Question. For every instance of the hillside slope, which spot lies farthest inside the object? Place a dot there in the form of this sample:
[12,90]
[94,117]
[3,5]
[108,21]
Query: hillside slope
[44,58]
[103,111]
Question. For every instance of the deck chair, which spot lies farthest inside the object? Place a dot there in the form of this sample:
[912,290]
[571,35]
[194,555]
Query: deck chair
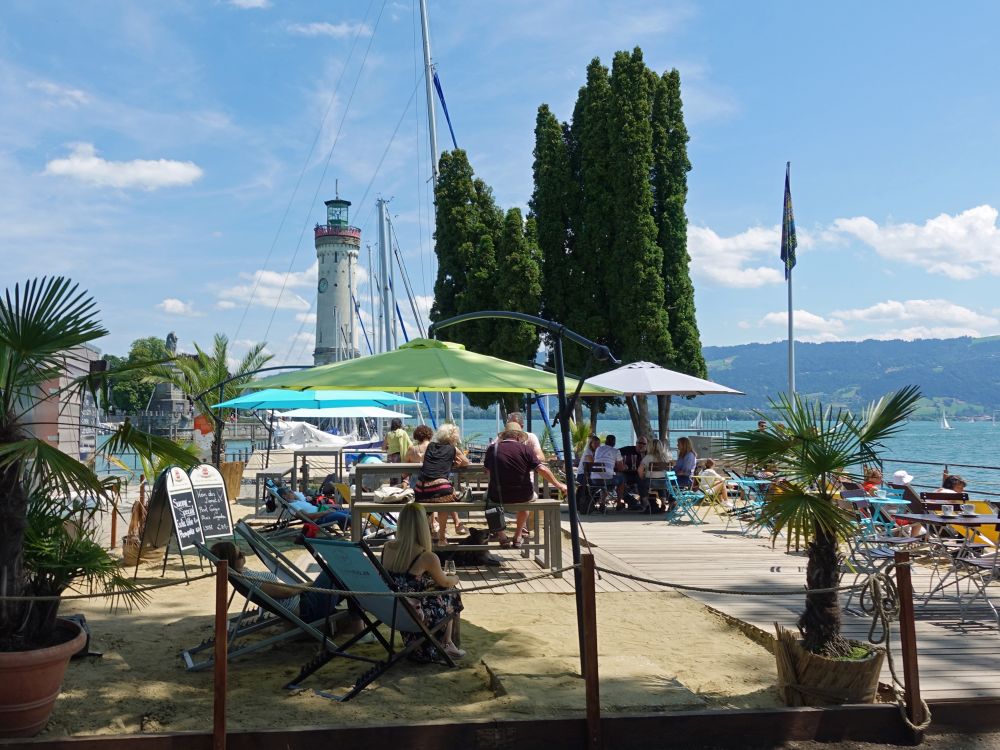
+++++
**Task:**
Return all the records exactly, excluding images.

**Your response:**
Question. For every instance of the hillside slope, which spot lies farthest inside the object? Place a dot there in the form of this sample:
[12,90]
[94,117]
[3,5]
[108,21]
Query: hillside slope
[44,58]
[103,111]
Question. For every instance of the deck chair, which spot lies farthest inside the object? Place a dot there in the form of this sample:
[912,290]
[571,35]
[194,555]
Query: deck chair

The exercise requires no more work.